Supplied records:
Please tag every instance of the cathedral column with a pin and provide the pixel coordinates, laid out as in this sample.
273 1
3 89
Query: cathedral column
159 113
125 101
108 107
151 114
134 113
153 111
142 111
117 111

What is expected:
Word for word, transcribe the entire listing shown above.

Your solution:
Please tag every instance of the cathedral column with a pin and provide the pixel coordinates, laid out as in this sample.
273 1
3 89
Query: cathedral column
159 113
125 101
108 107
151 114
134 113
153 111
142 111
117 111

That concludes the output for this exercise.